***** Supplied entries *****
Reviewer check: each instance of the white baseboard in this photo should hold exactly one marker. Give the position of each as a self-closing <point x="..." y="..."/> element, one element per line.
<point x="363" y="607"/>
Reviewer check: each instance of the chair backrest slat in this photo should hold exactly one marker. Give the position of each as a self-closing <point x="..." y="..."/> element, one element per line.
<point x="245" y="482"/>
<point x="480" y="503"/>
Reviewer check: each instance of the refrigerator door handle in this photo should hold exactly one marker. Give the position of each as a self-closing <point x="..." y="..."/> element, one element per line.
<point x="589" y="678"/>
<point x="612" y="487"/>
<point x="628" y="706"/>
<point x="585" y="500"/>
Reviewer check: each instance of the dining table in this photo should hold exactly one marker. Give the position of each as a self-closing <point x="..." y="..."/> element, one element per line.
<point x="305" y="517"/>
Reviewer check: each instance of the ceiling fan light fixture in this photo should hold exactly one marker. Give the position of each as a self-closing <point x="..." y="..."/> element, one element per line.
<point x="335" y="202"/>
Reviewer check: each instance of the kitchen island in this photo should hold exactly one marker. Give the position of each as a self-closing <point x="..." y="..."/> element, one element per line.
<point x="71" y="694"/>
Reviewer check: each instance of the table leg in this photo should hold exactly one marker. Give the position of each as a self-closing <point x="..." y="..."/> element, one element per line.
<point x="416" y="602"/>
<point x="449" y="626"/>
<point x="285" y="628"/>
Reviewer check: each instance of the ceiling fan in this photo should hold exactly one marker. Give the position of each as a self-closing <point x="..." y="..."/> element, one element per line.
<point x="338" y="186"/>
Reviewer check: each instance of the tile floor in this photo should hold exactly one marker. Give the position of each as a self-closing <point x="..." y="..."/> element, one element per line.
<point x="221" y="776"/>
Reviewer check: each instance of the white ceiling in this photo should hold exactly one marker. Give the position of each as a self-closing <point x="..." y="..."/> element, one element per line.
*****
- **Aim of the task**: Rewrite everything from the line containing "Reviewer check: each instance of the table" down to the end of the data, requests included, scaling every x and y coordinate in the answers by 0.5 and rounding each to a whole number, with halves rounded up.

- **Answer for the task**:
Reviewer check: each instance of the table leg in this photo should hold exactly one marker. Give the position of each as a self-closing <point x="..." y="..."/> element, one element per line.
<point x="208" y="301"/>
<point x="225" y="313"/>
<point x="143" y="314"/>
Reviewer check: each instance of the ceiling fan in this photo should hold exactly one marker. Give the position of each as a self-closing <point x="..." y="..."/> element, one element per line.
<point x="169" y="93"/>
Reviewer check: each instance of the tile floor in this photo should hold exactly one marker. Give the position of each as a self-closing <point x="..." y="..."/> element, one element per line.
<point x="111" y="388"/>
Reviewer check: each instance of the white ceiling in this photo should hold exactly one marker. Give the position of each as a self-closing <point x="..." y="..."/> element, one element per line.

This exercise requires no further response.